== EXTRACT TO READ
= The Goblin Reservation =

1968 novel by Clifford D. Simak

First publication as cover story in April 1968 edition of Galaxy Science Fiction, cover art by Gray Morrow

The Goblin Reservation is a 1968 science fiction novel by American writer Clifford D. Simak, featuring an educated Neanderthal, a biomechanical sabertooth tiger, aliens that move about on wheels, a man who time-travels using an unreliable device implanted in his brain, meeting a ghost, trolls, banshees, goblins, a dragon and even Shakespeare himself. The Goblin Reservation was a Hugo Award nominee in 1969 and was originally serialized in Galaxy Science Fiction magazine.

==Plot==
The Goblin Reservation is the tale of Professor Peter Maxwell. It is set in the distant future when the Earth has been transformed into a university planet; a planet where creatures from all over the galaxy come to study, teach, and be entertained by the amazing discoveries that Earth is now rich with. Among the many things that Earth can now boast is Time University: a university devoted to slipping through time and discovering the truth about past events. People and creatures from the past are brought forward in time to be interviewed, studied and to provide entertainment for the people of the future. Among these are Alley Oop, a very smart, if at times crude, Neanderthal rescued from certain death and educated in the future. The creatures that people of the past always thought to be myth—such as trolls, fairies, goblins, and the like—have been discovered and placed on various reservations where they live and are studied by those working at Supernatural, a division of the planet-wide university.

The story begins when Peter Maxwell comes home to Earth only to discover that he has died. He is forced to investigate his own "murder" and discover who or what wanted him dead. He also returns with an additional mystery. He was apparently copied by unknown aliens and sent to a hidden crystal world that may have come from the universe that existed before ours.

The knowledge contained in the crystal planet could belong to Earth if Maxwell can discover what the intelligences remaining on the planet want. The alien race known as Wheelers want the Artifact, a monolith on display in a museum on Earth. The connection between the two provides the climax to the story. Before the events of the story, the University is expecting to close a lucrative deal for the Artifact, as well as mounting a prestigious series of talks by William Shakespeare in person. At the end, thanks to Maxwell, the deal is off, a dragon is on the loose, and Shakespeare has disappeared.
====
== DATA EXCERPTS
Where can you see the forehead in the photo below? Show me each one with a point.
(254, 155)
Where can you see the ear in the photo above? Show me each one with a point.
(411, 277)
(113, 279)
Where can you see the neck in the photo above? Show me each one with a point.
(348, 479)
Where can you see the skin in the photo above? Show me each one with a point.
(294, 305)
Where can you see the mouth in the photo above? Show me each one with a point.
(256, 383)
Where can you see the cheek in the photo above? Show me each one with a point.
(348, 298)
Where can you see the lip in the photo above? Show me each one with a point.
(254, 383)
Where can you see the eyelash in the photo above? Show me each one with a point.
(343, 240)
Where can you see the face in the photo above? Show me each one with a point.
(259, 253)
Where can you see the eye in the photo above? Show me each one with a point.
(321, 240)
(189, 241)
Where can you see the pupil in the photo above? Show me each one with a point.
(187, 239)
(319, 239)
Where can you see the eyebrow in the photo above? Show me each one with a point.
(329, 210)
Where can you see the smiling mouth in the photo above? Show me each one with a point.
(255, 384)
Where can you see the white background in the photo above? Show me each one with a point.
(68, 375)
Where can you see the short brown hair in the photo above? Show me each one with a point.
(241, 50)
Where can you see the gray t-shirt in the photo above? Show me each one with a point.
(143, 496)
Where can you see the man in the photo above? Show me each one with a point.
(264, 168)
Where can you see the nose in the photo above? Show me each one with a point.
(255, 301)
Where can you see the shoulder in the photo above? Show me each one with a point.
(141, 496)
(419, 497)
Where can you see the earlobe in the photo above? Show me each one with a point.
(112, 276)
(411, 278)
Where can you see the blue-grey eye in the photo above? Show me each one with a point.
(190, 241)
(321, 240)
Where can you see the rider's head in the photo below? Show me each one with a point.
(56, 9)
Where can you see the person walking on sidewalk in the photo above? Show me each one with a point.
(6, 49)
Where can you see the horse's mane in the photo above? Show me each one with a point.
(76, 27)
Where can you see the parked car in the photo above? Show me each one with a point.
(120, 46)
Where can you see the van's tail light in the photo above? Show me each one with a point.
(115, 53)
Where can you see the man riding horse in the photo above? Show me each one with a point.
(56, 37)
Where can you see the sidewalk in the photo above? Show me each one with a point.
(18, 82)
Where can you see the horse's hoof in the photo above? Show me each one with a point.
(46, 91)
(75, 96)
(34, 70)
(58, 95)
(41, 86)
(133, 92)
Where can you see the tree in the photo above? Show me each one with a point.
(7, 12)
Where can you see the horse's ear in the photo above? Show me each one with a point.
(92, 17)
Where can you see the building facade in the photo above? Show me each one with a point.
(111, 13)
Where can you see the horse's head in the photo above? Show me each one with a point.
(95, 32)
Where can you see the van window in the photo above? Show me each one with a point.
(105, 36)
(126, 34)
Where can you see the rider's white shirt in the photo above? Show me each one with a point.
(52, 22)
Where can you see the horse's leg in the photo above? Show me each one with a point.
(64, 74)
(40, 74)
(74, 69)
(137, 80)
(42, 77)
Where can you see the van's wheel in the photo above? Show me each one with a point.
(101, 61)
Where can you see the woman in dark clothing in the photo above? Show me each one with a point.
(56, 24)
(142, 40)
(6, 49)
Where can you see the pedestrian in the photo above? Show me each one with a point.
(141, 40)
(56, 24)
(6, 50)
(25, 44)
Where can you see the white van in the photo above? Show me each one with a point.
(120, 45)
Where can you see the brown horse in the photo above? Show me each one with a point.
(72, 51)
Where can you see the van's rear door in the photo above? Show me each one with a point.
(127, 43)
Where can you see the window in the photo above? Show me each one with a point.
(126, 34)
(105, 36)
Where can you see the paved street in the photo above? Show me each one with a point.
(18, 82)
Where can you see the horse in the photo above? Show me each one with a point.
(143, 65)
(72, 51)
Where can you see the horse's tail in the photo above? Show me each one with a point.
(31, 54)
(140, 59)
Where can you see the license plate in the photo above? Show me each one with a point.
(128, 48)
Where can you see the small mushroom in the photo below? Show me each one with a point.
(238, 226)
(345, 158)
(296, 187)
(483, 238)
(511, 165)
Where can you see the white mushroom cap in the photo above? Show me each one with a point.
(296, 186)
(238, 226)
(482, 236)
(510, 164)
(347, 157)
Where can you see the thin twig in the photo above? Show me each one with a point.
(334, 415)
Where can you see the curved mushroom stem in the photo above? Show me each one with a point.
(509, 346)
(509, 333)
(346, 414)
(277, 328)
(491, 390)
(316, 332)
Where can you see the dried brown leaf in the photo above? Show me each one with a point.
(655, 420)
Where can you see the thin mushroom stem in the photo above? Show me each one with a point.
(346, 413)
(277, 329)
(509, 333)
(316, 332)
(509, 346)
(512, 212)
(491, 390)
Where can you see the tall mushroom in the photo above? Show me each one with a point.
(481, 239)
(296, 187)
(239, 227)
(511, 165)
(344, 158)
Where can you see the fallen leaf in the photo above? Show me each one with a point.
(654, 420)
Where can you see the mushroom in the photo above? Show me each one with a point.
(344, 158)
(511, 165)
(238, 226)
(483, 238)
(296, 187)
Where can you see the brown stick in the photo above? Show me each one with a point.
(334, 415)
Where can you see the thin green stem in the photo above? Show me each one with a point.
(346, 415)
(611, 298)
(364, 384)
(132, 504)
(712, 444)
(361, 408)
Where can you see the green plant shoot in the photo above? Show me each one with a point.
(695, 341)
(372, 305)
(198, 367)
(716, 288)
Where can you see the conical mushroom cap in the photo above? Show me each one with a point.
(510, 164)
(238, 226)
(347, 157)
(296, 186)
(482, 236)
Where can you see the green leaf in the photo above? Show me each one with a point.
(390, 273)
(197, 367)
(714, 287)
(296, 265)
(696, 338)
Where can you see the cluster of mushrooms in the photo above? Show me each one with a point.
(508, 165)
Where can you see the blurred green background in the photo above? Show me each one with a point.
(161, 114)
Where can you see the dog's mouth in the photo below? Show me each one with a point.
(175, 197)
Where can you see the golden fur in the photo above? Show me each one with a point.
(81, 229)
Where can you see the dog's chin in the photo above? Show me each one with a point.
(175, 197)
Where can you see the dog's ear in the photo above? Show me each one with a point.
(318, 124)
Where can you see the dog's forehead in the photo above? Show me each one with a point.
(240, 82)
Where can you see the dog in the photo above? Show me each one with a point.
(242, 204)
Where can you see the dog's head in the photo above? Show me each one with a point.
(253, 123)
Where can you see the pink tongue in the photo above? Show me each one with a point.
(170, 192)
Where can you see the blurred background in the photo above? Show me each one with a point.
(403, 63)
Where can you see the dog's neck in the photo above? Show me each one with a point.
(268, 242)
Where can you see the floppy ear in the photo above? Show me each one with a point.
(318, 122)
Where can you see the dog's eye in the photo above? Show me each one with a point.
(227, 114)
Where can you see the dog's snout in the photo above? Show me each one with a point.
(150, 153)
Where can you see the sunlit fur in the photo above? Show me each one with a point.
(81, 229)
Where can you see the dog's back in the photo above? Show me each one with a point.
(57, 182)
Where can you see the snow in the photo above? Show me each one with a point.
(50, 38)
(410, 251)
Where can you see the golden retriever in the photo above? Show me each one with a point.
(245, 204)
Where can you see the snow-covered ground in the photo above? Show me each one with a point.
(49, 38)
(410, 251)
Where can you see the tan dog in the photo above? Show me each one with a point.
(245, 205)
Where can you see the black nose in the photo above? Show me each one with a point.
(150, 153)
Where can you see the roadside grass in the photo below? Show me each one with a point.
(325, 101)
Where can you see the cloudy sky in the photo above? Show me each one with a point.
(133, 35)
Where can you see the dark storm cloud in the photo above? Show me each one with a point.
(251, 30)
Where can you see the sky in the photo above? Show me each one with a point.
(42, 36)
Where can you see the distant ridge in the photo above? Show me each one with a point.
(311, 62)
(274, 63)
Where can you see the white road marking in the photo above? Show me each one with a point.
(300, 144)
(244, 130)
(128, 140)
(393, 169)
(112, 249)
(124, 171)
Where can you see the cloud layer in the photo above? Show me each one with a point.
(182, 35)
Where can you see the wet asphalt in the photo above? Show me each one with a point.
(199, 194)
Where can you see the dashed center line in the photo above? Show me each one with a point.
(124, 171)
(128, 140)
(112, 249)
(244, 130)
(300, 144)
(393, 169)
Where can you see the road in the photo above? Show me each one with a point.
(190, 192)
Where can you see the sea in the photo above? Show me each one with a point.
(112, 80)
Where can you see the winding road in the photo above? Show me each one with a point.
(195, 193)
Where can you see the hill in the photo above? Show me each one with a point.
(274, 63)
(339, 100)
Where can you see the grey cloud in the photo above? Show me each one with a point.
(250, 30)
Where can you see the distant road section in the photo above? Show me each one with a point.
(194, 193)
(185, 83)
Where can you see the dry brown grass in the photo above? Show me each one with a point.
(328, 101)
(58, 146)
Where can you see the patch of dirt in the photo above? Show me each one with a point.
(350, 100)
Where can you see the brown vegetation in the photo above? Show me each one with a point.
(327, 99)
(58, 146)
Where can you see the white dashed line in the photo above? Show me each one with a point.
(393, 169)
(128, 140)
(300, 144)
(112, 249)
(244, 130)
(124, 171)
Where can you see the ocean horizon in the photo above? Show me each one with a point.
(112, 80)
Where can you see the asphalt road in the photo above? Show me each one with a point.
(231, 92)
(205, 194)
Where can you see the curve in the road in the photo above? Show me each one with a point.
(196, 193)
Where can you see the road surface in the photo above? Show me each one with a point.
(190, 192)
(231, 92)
====
* WORK TO DO
Extend the article on The Goblin Reservation beyond its final sentence.

* WRITTEN RESPONSE
==Characters==
- Peter Maxwell: A professor in the Supernatural Department at the University who has traveled by teleportation to a distant planet and back, originally following a report of a dragon sighting. On his return he finds that he is a duplicate of the original Maxwell, who has been murdered. He himself spent time on a planet roofed entirely in crystal that seems to contain the secrets of a previous version of the universe. He has a mission to find an important item, which turns out to be something the University collected from the past, known as the Artifact.
- Carol Hampton: A new hire at the University who was given Maxwell's old apartment. Maxwell's key still works, and the two encounter each other when he lets himself in.
- Alley Oop: A Neanderthal rescued from cannibals in the past, and Maxwell's drinking buddy. He lets Maxwell stay with him. They spend much time drinking Oop's home-brewed moonshine.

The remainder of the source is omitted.